→ **WHAT TO WORK ON**:
1 – Reproduce the passage of the article on the Caribbean Netherlands police force starting with "Police officers in" and going on through "Parliament this month.", substituting "Caribbean Netherlands Police Force" for every "KPCN".
2 – According to the article on the Caribbean Netherlands police force, how many KPCN members did Bouman speak with during his visits to the islands?

→ **DOCUMENT EXTRACT**:
- - - - -

Bouman: Islands’ Police Force has integrity issues

THE HAGUE–The Caribbean Netherlands Police Force KPCN has an integrity problem, according to former Dutch National Police Chief Gerard Bouman, who himself is the subject of an investigation into the wasting of funds by the Dutch Police’s Central Employees Council.

Police officers in Bonaire, St. Eustatius and Saba reportedly drive in police cars in their private time. Officers were said to claim and get paid unjust overtime, while they also engage in private activities during working hours. Also, the KPCN has too many managers and too little personnel.

Bouman, who is advisor to the Dutch Police Force, stated this in a report about the KPCN that he drew up on the request of Dutch Minister of Security and Justice Ard van der Steur. Bouman paid a working visit to the islands twice this year and spoke with at least 40 KPCN members of all ranks, as well as several social organisations.

The Dutch newspaper Trouw cited from the report and Bouman’s accompanying memo in its Saturday edition. The newspaper has a copy of the report and the memo which Van der Steur will send to the Second Chamber of the Dutch Parliament this month.

- - - - -

→ **EXCERPTED DATA**:

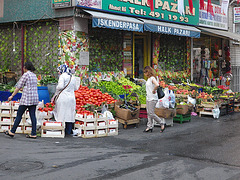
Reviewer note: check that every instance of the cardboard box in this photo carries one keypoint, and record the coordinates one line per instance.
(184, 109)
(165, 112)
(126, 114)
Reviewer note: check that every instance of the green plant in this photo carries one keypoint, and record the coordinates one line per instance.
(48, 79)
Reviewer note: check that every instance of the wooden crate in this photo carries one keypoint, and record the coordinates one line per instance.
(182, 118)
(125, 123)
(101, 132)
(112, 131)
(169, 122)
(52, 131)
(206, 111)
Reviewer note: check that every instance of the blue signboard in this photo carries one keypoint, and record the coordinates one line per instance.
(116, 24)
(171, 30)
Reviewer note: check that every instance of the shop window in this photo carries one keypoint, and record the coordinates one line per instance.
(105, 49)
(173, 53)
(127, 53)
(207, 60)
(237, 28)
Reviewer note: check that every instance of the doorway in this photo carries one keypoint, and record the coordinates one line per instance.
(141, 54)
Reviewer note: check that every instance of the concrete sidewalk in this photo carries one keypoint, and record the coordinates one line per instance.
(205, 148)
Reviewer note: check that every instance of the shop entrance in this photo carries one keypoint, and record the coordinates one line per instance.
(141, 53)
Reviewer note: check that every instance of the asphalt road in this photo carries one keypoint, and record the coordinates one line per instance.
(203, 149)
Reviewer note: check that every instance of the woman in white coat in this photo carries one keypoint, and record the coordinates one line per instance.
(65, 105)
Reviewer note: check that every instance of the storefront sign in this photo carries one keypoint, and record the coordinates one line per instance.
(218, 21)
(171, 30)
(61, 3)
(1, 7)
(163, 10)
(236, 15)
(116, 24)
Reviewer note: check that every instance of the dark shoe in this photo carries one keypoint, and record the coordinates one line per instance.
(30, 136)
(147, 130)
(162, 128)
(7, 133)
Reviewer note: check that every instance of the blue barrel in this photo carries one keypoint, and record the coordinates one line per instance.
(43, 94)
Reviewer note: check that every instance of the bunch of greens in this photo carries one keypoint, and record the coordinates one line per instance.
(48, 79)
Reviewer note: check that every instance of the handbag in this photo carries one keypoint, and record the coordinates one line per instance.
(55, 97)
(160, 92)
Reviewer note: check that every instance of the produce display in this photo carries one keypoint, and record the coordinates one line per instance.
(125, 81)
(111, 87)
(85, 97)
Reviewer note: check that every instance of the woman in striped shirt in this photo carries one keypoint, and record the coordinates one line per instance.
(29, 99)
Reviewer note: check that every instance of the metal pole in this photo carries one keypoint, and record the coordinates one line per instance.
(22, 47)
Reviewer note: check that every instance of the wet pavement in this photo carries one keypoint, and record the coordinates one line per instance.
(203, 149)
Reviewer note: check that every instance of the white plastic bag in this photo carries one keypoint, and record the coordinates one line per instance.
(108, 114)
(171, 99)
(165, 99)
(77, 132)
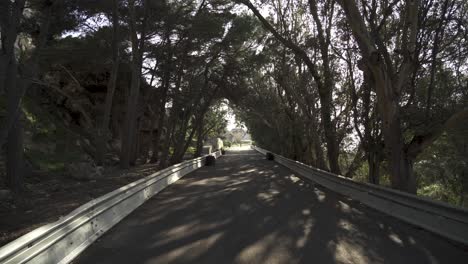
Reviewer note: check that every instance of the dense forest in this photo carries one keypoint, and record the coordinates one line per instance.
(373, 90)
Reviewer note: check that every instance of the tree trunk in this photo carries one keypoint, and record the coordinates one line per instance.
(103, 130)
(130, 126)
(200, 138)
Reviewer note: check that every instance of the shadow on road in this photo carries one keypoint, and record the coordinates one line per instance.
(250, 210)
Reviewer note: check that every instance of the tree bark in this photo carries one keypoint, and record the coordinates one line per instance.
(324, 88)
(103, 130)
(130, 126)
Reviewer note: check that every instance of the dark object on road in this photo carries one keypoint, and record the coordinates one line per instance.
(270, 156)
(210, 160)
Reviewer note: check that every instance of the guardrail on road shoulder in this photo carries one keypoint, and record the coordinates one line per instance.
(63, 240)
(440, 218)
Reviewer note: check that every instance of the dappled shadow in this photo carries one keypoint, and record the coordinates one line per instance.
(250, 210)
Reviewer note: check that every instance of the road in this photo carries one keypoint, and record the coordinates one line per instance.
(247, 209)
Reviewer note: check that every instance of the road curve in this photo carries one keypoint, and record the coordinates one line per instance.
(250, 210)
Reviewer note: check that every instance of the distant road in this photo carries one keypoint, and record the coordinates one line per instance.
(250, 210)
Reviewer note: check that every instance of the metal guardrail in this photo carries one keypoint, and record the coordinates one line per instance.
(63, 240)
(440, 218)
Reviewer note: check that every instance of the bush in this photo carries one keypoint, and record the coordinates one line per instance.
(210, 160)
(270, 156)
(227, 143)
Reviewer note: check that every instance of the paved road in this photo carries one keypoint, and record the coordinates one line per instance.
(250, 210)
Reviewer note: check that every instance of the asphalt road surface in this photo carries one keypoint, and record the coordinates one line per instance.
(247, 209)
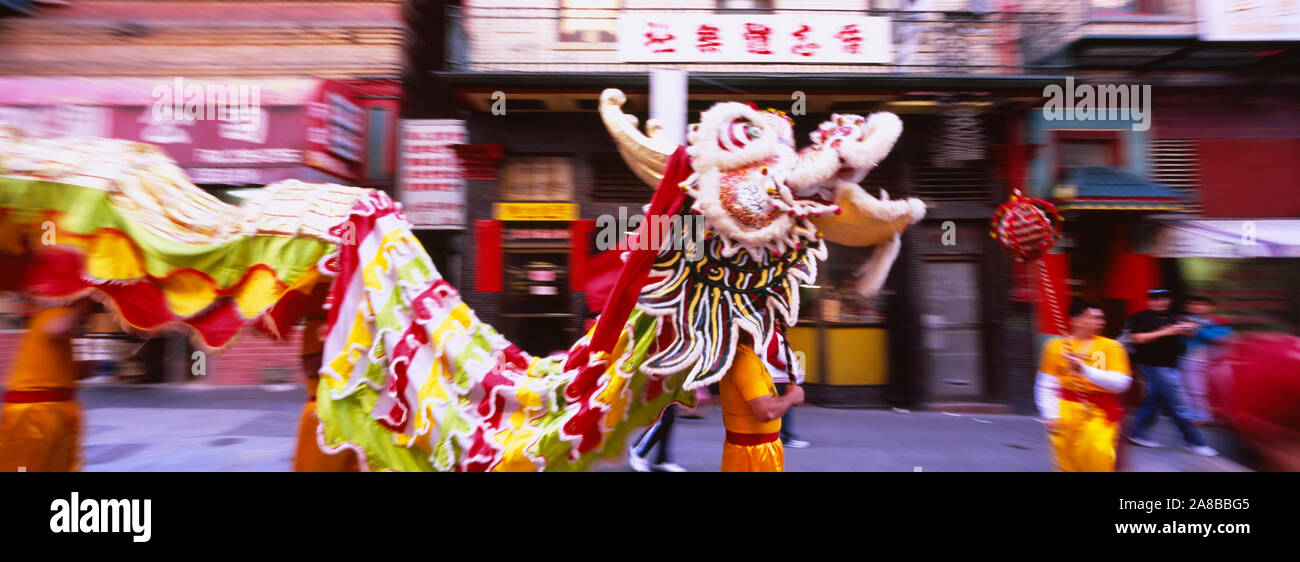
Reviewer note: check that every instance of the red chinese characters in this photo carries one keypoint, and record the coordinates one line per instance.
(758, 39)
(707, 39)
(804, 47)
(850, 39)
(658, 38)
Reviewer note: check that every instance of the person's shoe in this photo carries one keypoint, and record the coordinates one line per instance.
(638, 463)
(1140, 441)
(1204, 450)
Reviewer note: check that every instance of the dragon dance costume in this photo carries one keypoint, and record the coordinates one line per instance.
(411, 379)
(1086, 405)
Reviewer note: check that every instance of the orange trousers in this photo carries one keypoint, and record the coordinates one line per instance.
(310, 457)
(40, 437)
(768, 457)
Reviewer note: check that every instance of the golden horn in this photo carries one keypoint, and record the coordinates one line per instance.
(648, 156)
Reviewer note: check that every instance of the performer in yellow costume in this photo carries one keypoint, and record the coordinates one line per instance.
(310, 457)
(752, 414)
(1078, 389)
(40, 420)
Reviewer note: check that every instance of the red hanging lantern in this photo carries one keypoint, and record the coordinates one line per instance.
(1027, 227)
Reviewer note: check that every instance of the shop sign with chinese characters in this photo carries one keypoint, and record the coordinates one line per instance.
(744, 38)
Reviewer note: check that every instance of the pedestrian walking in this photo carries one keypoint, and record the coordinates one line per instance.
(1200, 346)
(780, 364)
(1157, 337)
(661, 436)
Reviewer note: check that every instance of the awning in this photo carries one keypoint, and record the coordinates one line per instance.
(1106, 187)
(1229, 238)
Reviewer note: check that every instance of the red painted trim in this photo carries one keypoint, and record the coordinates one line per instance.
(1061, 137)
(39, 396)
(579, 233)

- - - - -

→ **ANSWERS**:
1 –
Police officers in Bonaire, St. Eustatius and Saba reportedly drive in police cars in their private time. Officers were said to claim and get paid unjust overtime, while they also engage in private activities during working hours. Also, the Caribbean Netherlands Police Force has too many managers and too little personnel.

Bouman, who is advisor to the Dutch Police Force, stated this in a report about the Caribbean Netherlands Police Force that he drew up on the request of Dutch Minister of Security and Justice Ard van der Steur. Bouman paid a working visit to the islands twice this year and spoke with at least 40 Caribbean Netherlands Police Force members of all ranks, as well as several social organisations.

The Dutch newspaper Trouw cited from the report and Bouman’s accompanying memo in its Saturday edition. The newspaper has a copy of the report and the memo which Van der Steur will send to the Second Chamber of the Dutch Parliament this month.

2 – At least 40 KPCN members of all ranks.